● Challenge: List every line in the data below that contains the word "house". Letter case must match.

● Data supplied:
========================================

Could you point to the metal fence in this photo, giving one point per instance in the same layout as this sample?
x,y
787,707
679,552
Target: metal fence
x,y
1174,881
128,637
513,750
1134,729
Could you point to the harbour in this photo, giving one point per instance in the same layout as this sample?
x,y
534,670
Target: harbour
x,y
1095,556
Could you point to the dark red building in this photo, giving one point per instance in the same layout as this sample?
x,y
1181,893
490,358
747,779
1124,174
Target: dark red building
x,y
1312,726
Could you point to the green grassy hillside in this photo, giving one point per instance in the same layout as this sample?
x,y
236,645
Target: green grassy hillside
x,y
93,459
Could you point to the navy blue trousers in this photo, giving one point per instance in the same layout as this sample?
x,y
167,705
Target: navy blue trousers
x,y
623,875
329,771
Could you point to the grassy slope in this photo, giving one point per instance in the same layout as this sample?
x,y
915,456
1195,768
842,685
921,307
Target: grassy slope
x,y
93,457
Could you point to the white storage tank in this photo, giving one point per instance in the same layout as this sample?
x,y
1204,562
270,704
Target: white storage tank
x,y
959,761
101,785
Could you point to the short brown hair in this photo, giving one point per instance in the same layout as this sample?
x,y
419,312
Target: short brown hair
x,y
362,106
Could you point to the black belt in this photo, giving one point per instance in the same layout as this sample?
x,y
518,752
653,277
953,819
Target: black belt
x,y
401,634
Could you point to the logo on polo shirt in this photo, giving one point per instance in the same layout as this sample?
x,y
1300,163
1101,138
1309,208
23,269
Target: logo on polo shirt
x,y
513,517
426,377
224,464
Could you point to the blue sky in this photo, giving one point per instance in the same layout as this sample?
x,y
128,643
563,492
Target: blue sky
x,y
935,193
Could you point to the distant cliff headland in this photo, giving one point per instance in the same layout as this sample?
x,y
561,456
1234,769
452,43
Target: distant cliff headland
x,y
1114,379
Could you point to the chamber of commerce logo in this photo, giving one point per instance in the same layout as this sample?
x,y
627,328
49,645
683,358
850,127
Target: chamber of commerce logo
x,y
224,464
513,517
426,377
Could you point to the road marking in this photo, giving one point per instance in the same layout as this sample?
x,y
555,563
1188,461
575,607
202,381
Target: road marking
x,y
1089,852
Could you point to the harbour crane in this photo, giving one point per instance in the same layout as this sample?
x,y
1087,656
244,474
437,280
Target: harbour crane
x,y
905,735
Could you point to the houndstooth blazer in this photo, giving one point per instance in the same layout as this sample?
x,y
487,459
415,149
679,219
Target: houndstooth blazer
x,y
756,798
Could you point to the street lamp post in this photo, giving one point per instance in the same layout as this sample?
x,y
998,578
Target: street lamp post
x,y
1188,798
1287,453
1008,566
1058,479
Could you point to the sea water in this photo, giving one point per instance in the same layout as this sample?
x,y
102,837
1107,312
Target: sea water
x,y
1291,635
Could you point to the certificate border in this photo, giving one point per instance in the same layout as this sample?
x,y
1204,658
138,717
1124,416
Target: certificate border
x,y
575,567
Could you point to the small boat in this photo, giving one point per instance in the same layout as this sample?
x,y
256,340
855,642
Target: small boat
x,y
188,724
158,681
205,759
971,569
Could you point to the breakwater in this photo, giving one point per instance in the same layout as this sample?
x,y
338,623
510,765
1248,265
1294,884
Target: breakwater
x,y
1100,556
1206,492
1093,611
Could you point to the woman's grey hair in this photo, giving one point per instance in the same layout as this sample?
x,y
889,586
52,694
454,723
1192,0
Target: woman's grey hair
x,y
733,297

========================================

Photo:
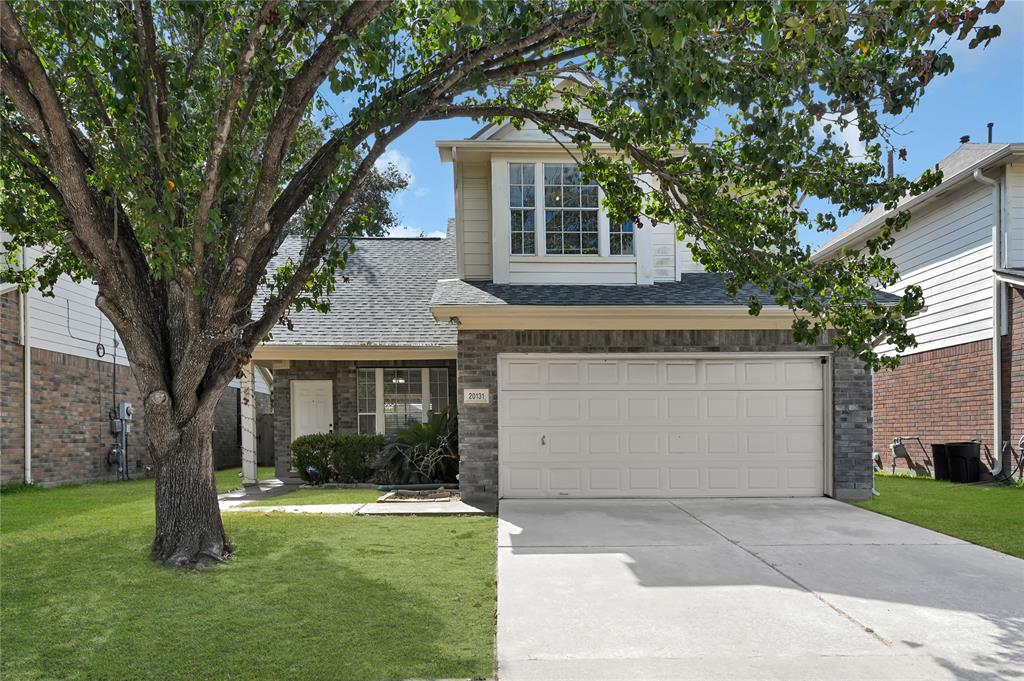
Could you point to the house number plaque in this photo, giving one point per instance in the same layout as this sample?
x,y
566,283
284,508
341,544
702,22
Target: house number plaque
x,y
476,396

========================================

● Exercise response:
Could you point to the house number plaque in this photo, giving one point per instance in the same layout as this sample?
Target: house number plaque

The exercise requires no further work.